ENTRIES PROVIDED:

:::

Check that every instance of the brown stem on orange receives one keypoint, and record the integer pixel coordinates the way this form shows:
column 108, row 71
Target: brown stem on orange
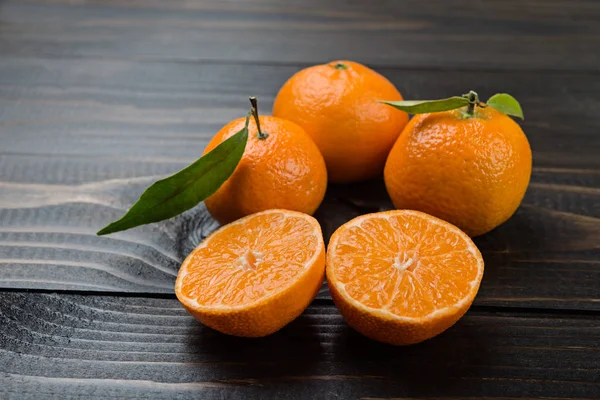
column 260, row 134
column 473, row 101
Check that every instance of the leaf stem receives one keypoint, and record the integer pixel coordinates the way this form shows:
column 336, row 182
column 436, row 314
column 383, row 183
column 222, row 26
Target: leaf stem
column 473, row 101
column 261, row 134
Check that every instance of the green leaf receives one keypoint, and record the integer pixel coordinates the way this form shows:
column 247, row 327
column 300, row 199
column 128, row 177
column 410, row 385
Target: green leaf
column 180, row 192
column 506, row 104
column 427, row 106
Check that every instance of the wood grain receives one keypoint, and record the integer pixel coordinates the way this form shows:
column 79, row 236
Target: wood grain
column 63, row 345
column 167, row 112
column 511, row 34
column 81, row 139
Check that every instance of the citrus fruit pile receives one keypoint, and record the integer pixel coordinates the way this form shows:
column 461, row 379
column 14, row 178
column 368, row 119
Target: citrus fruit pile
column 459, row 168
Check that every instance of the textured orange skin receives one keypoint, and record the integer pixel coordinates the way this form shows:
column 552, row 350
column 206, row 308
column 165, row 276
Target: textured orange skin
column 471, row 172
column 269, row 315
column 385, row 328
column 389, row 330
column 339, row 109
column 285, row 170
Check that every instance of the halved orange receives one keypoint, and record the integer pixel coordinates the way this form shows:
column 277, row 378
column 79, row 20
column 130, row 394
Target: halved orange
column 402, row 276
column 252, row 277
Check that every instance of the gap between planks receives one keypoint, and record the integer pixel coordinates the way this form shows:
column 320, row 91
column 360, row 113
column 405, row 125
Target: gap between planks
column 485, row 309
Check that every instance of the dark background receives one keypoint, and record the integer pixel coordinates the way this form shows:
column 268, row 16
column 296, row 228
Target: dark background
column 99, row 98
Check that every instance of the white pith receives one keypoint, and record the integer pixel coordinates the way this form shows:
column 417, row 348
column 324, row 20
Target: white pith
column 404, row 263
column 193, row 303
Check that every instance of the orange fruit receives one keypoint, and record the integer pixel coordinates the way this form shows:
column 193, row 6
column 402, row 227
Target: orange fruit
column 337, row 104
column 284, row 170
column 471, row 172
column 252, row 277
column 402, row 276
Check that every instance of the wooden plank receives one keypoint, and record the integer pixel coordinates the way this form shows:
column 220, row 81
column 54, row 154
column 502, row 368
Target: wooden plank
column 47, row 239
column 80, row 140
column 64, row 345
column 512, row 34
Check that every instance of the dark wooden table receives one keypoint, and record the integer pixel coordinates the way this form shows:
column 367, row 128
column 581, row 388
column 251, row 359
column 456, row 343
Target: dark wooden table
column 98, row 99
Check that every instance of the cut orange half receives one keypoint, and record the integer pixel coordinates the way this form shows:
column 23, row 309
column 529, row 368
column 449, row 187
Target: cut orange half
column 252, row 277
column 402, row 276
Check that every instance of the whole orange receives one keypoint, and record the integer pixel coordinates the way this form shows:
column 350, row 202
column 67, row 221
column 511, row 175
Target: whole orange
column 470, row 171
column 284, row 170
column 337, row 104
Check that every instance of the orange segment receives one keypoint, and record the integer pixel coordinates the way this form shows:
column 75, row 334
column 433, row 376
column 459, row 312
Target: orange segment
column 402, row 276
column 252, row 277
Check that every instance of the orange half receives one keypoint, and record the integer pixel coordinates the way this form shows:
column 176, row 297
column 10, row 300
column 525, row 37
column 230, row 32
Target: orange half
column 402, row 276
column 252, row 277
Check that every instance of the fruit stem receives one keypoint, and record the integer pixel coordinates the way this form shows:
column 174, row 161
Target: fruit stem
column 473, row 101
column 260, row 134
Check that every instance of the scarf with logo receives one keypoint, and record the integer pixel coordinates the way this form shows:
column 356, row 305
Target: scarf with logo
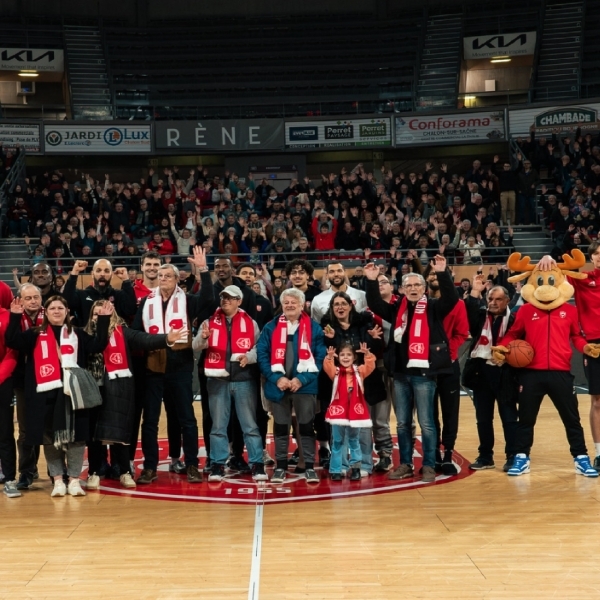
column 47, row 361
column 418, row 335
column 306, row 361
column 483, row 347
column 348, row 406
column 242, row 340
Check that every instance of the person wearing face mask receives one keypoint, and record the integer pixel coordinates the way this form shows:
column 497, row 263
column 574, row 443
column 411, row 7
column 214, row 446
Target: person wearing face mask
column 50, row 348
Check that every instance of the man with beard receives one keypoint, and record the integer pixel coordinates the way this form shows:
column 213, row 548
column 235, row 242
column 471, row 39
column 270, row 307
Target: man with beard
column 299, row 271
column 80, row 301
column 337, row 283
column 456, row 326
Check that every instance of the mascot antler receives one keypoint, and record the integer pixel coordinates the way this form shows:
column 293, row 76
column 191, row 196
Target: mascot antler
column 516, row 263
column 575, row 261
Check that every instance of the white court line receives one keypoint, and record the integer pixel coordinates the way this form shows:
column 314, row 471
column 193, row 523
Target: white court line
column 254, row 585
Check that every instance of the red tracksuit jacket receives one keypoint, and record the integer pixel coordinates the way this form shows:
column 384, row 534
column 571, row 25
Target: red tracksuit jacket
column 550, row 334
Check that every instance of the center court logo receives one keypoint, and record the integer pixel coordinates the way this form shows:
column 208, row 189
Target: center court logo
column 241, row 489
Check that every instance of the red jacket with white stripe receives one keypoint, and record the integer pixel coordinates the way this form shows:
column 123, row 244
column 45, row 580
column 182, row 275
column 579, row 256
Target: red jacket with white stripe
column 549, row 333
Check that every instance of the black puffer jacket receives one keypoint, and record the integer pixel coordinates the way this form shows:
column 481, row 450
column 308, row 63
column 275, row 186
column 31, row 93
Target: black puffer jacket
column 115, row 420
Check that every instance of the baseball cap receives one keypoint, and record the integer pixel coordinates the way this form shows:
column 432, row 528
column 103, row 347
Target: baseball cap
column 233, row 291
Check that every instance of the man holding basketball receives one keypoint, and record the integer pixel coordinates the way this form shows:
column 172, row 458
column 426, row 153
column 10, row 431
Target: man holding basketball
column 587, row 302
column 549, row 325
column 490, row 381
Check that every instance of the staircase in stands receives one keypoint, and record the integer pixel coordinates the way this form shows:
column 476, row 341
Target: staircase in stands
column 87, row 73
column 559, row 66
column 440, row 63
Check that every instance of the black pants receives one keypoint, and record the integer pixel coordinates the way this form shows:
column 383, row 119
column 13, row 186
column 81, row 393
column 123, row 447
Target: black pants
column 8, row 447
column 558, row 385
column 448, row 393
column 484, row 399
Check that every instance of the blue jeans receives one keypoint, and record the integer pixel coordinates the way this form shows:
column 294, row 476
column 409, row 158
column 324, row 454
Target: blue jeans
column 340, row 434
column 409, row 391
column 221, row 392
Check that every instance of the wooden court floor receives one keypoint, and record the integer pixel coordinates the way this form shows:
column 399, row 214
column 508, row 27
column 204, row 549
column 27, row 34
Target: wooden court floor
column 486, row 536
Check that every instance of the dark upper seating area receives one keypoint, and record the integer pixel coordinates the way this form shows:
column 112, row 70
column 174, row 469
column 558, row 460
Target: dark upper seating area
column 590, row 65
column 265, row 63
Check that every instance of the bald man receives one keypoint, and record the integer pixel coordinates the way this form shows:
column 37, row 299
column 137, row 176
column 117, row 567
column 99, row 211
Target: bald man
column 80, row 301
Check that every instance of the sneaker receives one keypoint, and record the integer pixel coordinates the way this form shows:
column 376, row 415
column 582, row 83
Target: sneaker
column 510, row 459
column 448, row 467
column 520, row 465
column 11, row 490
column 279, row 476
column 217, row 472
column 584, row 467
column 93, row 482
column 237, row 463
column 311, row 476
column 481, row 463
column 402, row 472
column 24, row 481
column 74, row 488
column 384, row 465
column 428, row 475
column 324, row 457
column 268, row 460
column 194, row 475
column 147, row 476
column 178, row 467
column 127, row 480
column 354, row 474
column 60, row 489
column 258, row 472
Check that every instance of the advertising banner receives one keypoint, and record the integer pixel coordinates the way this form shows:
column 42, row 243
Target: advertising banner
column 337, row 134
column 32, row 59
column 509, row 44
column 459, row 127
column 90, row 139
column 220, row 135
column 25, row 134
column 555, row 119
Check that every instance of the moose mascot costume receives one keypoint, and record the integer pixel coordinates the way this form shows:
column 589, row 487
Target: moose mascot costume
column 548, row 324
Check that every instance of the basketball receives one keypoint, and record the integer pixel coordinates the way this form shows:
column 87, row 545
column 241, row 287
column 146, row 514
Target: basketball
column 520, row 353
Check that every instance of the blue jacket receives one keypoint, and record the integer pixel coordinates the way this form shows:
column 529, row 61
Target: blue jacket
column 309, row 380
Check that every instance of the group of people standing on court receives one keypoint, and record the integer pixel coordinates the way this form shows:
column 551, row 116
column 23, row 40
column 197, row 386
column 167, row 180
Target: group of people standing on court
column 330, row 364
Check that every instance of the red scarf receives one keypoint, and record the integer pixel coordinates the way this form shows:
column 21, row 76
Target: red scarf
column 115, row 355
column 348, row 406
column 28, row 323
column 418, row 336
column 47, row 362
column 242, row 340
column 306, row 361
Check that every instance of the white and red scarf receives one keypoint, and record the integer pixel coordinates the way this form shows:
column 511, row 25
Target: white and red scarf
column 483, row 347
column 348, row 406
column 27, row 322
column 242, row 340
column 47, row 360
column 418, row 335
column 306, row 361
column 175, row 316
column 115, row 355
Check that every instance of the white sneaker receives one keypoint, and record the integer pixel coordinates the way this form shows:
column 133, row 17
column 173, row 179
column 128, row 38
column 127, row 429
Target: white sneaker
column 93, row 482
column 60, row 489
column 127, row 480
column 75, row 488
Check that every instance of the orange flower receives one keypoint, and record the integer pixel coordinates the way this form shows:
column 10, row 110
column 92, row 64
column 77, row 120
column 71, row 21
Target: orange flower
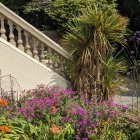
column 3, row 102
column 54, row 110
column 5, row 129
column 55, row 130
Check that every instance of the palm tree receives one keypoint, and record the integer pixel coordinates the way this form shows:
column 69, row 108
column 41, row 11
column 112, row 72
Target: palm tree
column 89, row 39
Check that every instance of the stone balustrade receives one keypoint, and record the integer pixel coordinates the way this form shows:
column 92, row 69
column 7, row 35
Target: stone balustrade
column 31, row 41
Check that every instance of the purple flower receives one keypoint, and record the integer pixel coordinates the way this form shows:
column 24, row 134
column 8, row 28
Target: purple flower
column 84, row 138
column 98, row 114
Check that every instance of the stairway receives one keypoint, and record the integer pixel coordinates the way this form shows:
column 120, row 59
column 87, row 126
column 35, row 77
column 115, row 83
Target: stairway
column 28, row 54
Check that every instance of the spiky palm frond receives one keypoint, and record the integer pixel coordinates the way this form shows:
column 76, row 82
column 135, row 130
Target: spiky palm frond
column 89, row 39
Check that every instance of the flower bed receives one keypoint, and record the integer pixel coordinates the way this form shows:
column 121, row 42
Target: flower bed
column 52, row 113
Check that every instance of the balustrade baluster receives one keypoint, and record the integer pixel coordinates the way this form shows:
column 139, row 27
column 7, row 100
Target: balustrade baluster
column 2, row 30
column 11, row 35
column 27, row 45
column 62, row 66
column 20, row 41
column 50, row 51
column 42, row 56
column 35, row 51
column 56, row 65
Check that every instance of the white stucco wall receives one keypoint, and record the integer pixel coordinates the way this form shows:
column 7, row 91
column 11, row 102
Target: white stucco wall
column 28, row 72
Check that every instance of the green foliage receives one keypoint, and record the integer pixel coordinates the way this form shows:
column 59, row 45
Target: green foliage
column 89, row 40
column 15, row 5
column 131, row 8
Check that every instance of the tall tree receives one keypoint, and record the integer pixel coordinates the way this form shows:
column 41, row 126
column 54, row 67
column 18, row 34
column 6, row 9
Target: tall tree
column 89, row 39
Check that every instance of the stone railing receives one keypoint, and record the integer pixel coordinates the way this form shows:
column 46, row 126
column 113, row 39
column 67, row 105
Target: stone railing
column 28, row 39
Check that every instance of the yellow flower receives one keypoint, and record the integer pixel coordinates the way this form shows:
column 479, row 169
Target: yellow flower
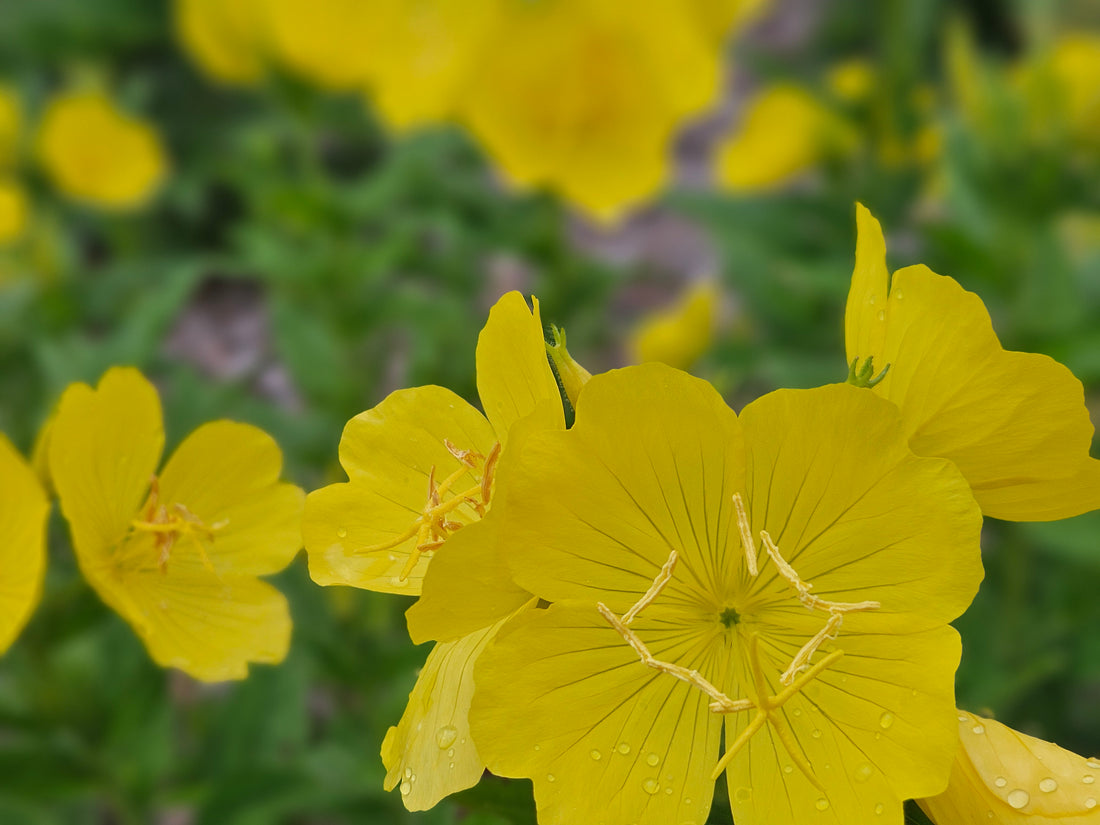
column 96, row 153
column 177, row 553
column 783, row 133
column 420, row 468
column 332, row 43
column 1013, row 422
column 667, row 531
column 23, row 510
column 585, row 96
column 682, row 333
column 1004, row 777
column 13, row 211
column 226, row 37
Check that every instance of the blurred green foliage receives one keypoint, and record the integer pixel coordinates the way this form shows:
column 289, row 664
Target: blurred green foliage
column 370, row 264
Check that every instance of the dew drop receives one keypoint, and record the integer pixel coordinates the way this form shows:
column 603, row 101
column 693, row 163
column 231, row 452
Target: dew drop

:::

WHAT TO DO: Print the data from the start through the line containing "column 427, row 106", including both ends, and leave the pictures out of your answer.

RESULT BELOW:
Check that every instance of the brown stem on orange receives one keypoint, and record the integer pixel coordinates the way this form shows:
column 108, row 71
Target: brown stem on orange
column 260, row 134
column 473, row 101
Check that every instance of the leaf stem receives one keypoint, and record the integer pixel coordinates the way this form shows:
column 336, row 182
column 436, row 314
column 383, row 183
column 222, row 26
Target: leaf stem
column 473, row 101
column 261, row 134
Check that every instance of the green leaf receives one keypoint, and record the integer pixel coordinates the way this form shows:
column 247, row 327
column 300, row 199
column 128, row 177
column 410, row 385
Target: green leaf
column 180, row 192
column 506, row 104
column 427, row 106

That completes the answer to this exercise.